_INSTRUCTIONS TO FOLLOW_
Copy every line, leaving nothing out and adding nothing.

(Records of labeled points)

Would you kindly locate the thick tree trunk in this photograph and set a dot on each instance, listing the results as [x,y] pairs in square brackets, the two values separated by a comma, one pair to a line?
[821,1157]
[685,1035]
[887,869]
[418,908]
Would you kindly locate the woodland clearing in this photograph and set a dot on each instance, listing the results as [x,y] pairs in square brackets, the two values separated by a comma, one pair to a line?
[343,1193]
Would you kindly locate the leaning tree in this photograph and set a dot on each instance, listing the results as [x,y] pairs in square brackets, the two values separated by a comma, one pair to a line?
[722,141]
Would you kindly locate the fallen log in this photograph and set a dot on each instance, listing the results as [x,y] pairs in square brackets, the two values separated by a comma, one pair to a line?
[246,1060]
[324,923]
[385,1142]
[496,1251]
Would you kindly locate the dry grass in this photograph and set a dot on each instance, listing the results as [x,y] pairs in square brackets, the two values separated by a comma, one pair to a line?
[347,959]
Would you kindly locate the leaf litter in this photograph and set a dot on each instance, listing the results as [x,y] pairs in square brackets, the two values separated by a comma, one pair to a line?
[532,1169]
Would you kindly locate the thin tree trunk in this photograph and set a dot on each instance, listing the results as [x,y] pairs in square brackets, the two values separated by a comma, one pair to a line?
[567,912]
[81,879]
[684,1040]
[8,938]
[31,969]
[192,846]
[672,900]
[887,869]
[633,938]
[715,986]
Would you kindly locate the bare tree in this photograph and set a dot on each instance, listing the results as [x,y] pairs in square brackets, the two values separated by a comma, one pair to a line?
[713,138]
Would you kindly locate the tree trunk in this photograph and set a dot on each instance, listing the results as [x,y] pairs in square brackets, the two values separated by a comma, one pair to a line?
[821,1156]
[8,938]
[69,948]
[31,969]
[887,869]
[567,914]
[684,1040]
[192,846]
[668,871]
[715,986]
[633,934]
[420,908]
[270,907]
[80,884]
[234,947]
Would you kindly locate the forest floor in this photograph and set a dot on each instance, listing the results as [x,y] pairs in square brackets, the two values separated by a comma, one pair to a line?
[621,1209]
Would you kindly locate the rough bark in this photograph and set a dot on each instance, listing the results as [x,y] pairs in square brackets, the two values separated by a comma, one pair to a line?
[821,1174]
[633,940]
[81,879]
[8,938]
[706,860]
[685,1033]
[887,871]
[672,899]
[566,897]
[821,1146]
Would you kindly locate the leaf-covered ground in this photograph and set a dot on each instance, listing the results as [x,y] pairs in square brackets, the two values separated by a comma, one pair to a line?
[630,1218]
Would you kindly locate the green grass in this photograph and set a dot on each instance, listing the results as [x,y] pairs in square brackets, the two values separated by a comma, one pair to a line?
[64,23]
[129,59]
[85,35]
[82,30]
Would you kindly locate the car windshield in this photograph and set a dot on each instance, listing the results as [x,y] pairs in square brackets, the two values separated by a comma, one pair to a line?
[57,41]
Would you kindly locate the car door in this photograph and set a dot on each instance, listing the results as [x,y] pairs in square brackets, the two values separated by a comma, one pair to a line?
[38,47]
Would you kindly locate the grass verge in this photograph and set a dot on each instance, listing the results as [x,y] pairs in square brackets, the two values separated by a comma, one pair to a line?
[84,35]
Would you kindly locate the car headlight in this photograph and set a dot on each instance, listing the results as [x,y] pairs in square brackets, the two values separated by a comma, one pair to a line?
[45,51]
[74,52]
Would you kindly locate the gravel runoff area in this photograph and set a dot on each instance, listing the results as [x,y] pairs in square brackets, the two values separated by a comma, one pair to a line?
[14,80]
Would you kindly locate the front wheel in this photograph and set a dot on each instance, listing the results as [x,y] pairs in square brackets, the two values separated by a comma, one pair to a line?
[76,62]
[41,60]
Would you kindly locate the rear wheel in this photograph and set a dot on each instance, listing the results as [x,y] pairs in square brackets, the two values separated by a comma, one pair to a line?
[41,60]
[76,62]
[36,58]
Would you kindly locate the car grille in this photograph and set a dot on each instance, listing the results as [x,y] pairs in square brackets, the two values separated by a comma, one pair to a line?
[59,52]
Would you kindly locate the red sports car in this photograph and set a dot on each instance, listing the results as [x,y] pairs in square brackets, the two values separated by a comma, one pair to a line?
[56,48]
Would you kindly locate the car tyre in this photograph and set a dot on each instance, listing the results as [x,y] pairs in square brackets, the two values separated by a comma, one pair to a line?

_ANSWER TO THE TASK_
Would you kindly locate the thick tree trunk in this photograph and set a dot on each instance, listing the results as [x,y] pairs in square brackets, the two values separated by a comma, one pair to a line?
[821,1157]
[685,1035]
[887,869]
[418,908]
Would you kindly locate the woodland clearing in this photograph and set a dot on each instance, listing the results as [x,y] pairs in square brackets, the two values separated by a comma, one pair to a line?
[343,1193]
Would you kindly locate the leaning tree in this photograph and set a dot on each instance, listing the results as [x,y] pairs in square brackets, the two values separated by a comma, one pair to a line?
[722,141]
Would you kindly locate the fallen log in this photograph and set a dot on each instance, listing the results as [x,y] pairs in square brackets, the two values separated by a comma, one pair to a line?
[246,1060]
[324,923]
[385,1142]
[496,1251]
Would you kindly locate the dry grass in this photograph and set a dot on each instance, listing the results as [x,y] pairs in square brackets, the two values separated by a comma, one pair to a line?
[347,959]
Would you kindly locate the leaf litter in this photograph and set a dot on each instance, listing the results as [x,y] pairs in square brackets, the two values separated by a comma, one pair to a line?
[532,1169]
Would you kindly locate the thin tree trunk in this photograph and set a dot on each instance, listing the results as [x,y] pairs in square brackets, the two values separated by a comma, one pair to a line?
[567,912]
[81,879]
[684,1040]
[8,938]
[31,969]
[192,846]
[672,900]
[887,869]
[633,938]
[715,986]
Would you kindly locate the bare tree in this photograph and set a dot on each instance, listing the results as [x,y] pairs in square brackets, the two values separated by a comma, one pair to a line?
[713,138]
Would you kindly locate the tree trunk in this photograph and set a dot on each instance, listing the results as [x,y] pairs in square brackets, the two values separated by a comma, one pair to a line?
[821,1156]
[8,938]
[69,948]
[31,969]
[887,869]
[567,914]
[684,1040]
[192,846]
[668,871]
[715,986]
[633,934]
[420,908]
[270,907]
[80,884]
[234,947]
Would you kindly locate the forest floor in this photograph and set a dot on each instance, listing the results as [x,y] pairs in square brackets, the two values separated by a comma, one pair to a line?
[621,1209]
Would you kindly locate the rough bark in this photograph and set a dot on each instance, listing the results as [x,y] pairs in square brackets, the two values separated by a comma, one pair to a line?
[821,1174]
[633,940]
[81,879]
[8,938]
[706,860]
[685,1033]
[887,871]
[672,899]
[566,897]
[821,1146]
Would you kindly locate the leaf-covered ground in this photograph and set a dot on each instance, listing the results as [x,y] pairs in square brackets, the two values separated by a comma, one pair to a line?
[630,1218]
Would you kindly locate the green grass in this photograph and set a dot on each instance, listing the results as [x,y] pairs in square brackets, the two values separated by a comma, one pair to a line?
[64,23]
[129,59]
[85,35]
[82,30]
Would you kindly locate the car windshield in this photograph and set a dot on each instance, listing the results as [x,y] pairs in square brackets, the two values separated by a comma, one pair to a line?
[57,41]
Would you kindly locate the car door in this photograph and set a dot on each instance, listing the results as [x,y] pairs in square brackets, the two values separated by a comma, one pair to a line?
[38,47]
Would you kindly locate the grass verge in this photograph and set a dot on each instance, listing the results as [x,y] pairs in square brackets, the two values separated by a comma, one pair to a line?
[84,35]
Would you kindly locate the car headlight in this photograph and set a dot on each instance, listing the results as [x,y] pairs in square brackets, the two values separated by a comma, one pair to a line?
[45,51]
[74,52]
Would you kindly locate the gravel runoff area in this photograph and set a dot on each instance, listing the results as [x,y] pairs in square brackets, the two values separated by a comma, one pair to a line?
[14,80]
Would you kindly locate the front wheel in this photograph and set a dot on each instance, listing the results as [x,y] pairs in square brackets, the two values separated by a comma, one pair to a line?
[76,62]
[41,60]
Would you kindly locate the rear wheel in this photograph and set a dot on each instance, listing the results as [x,y] pairs in square brackets, the two values separated by a comma, one pair to a line?
[41,60]
[76,62]
[36,58]
Would you kindly locate the car grille in this photograph and set a dot on each instance, listing the results as [x,y] pairs in square brackets, the two values separated by a comma, one pair to a line?
[59,52]
Would you kindly locate the red sports car in this photograph and set a dot on each instance, listing the results as [x,y] pairs in square brackets, the two values separated by a comma, one pair to a line?
[56,48]
Would you kindly locate the car tyre in this photograph and set a dot on each instance, listing the results as [x,y] pairs in square brackets, the two values separated by a comma, one pair to a line?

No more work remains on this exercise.